**Kutipan Teks**

Di antara tujuan diturunkannya kitab suci dan diutusnya para rasul adalah untuk melakukan reformasi dan perbaikan, menghapus kebatilan dalam diri dan masyarakat, serta membebaskan negeri dan meraih kemerdekaan. Hal tersebut juga merupakan fokus kerja para penyeru dan pejuang, sebagaimana dinyatakan dalam surah Hud ayat 88:
إِنْ أُرِيدُ إِلَّا ٱلْإِصْلَٰحَ مَا ٱسْتَطَعْتُ ۚ وَمَا تَوْفِيقِىٓ إِلَّا بِٱللَّهِ ۚ عَلَيْهِ تَوَكَّلْتُ وَإِلَيْهِ أُنِيبُ
“Aku tidak bermaksud kecuali (mendatangkan) perbaikan selama aku masih berkesanggupan. Dan tidak ada taufik bagiku melainkan dengan (pertolongan) Allah. Hanya kepada Allah aku bertawakal dan hanya kepada-Nya aku kembali.”
Dengan berhentinya risalah kenabian setelah kemangkatan Rasulullah saw., semakin lama, umat Islam semakin terpasung dalam ketidakpekaan sehingga hati menjadi keras dan beku, jiwa menjadi mudah putus asa dan menyerah, serta cenderung kepada kebatilan. Dalam situasi seperti ini, seorang penyeru harus mengingatkan umat akan kewajiban yang seharusnya mereka jalankan.
Kewajiban perbaikan dan reformasi sejalan dengan sunnatullah, sebagaimana yang diemban oleh para nabi dan rasul. Untuk itulah Allah menurunkan kitab-kitab suci-Nya.

**Soal yang Diberikan A**
Terjemahkan kalimat "Kewajiban perbaikan dan reformasi sejalan dengan sunnatullah, sebagaimana yang diemban oleh para nabi dan rasul." dari kutipan teks tentang reformasi dan perbaikan ke dalam bahasa Inggris.
**Soal yang Diberikan B**
Lanjutkan tulisan tentang kewajiban reformasi dan perbaikan di atas, dimulai setelah kalimat terakhirnya.

**Data yang Disediakan**
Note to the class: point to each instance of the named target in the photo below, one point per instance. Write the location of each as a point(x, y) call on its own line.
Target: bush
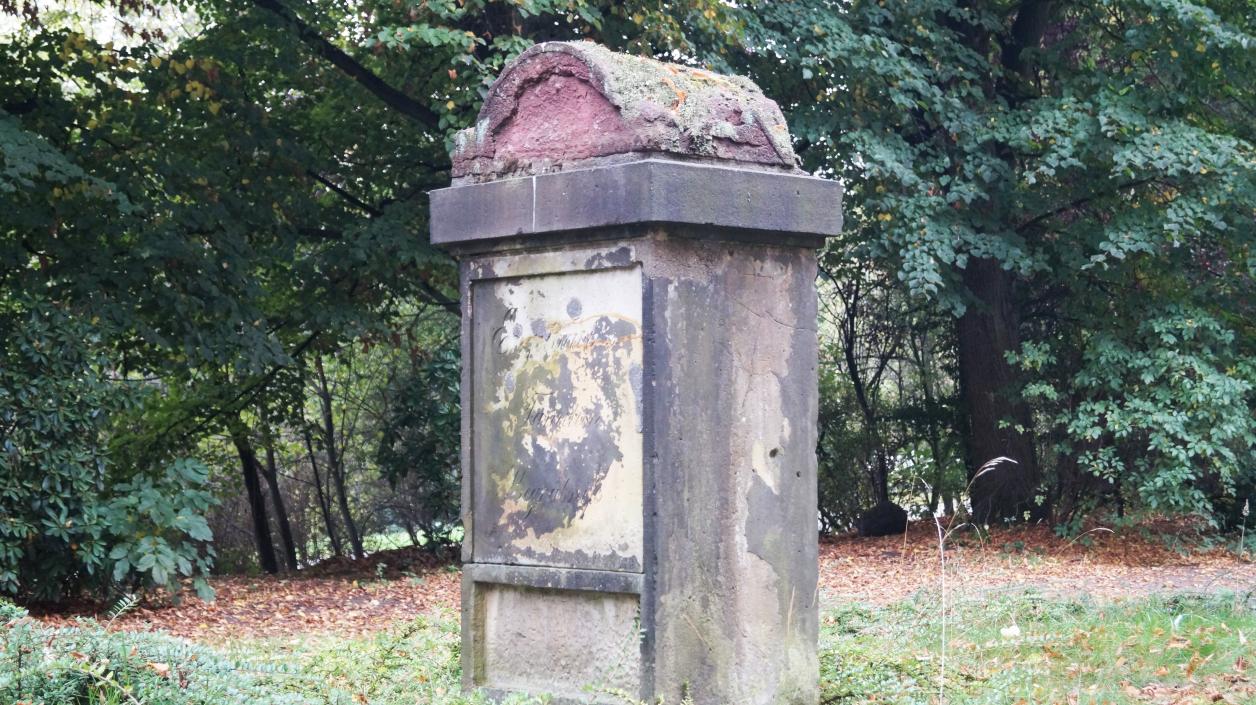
point(69, 519)
point(89, 665)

**Jawaban Latihan A**
The duty of improvement and reform is in harmony with sunnatullah, as carried out by the prophets and messengers.

**Jawaban Latihan B**
ۗ لَهُۥ مُعَقِّبَٰتٌ مِّنۢ بَيْنِ يَدَيْهِ وَمِنْ خَلْفِهِۦ يَحْفَظُونَهُۥ مِنْ أَمْرِ ٱللَّهِ ۗ إِنَّ ٱللَّهَ لَا يُغَيِّرُ مَا بِقَوْمٍ حَتَّىٰ يُغَيِّرُوا مَا بِأَنفُسِهِمْ
“Baginya (manusia) ada malaikat-malaikat yang selalu menjaganya bergiliran, dari depan dan belakangnya. Mereka menjaganya atas perintah Allah. Sesungguhnya Allah tidak mengubah keadaan suatu kaum sebelum mereka mengubah keadaan diri mereka sendiri.” ( QS. Ar-Ra’d: 11 )
Allah memberikan penjagaan untuk manusia. Ia mengawasi sejauh mana perubahan yang kita lakukan terhadap diri atau kondisi kita. Ia memberikan balasan atas perubahan yang kita lakukan. Hal ini sebab Allah tidak akan mengubah kenikmatan, kesengsaraan, kemuliaan, atau kehinaan, kecuali manusia sendiri yang melakukan perubahan emosi dan perbuatan dalam realita kehidupan.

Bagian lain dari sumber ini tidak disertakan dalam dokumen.